Your assignment:
The answer must consist only of the lines from the line with "positive clicks: (128, 246)" to the line with "241L144 232H135L131 236L121", both included, exactly as they stand below.

Records supplied:

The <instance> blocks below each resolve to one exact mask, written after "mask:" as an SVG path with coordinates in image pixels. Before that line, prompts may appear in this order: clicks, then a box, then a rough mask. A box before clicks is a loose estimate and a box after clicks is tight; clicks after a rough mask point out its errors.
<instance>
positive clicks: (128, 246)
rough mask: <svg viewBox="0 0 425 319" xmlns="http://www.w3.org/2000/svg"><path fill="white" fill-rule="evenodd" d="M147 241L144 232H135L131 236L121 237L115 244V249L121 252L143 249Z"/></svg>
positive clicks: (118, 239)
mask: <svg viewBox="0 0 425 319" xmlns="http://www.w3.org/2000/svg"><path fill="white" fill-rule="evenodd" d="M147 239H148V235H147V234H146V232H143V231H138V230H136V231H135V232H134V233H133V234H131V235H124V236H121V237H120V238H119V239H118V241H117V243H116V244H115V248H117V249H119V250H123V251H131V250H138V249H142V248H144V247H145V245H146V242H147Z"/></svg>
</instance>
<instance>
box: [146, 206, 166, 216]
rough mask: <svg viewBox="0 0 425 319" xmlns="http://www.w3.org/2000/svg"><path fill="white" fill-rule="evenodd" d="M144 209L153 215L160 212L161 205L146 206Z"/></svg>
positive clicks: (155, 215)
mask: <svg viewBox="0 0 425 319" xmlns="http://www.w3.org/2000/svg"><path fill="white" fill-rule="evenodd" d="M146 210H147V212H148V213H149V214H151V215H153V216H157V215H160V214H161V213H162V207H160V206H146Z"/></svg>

* * *

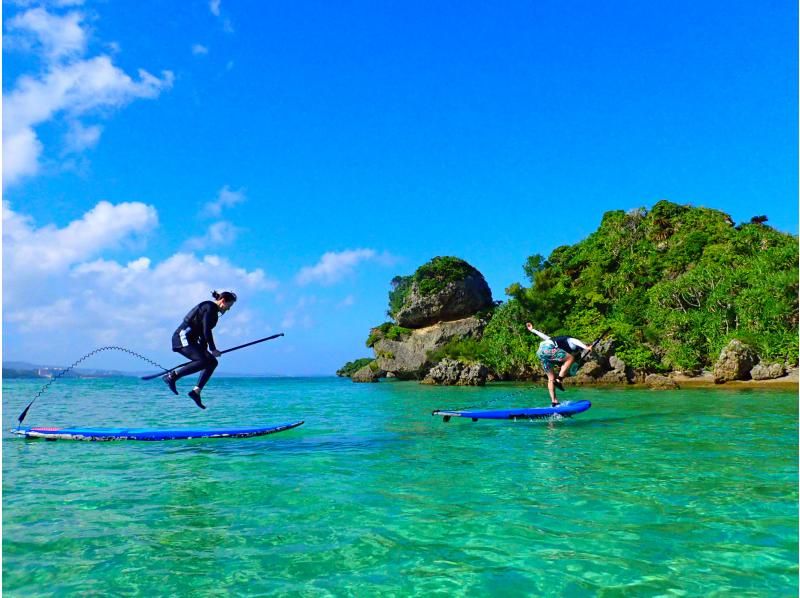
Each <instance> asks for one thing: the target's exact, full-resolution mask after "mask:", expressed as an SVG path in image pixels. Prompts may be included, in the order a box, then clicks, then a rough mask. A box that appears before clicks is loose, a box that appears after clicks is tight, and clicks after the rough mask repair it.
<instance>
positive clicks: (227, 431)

Answer space:
positive clicks: (128, 246)
rough mask: <svg viewBox="0 0 425 319" xmlns="http://www.w3.org/2000/svg"><path fill="white" fill-rule="evenodd" d="M147 241L144 232H135L131 236L121 237L115 244V249L121 252L143 249Z"/></svg>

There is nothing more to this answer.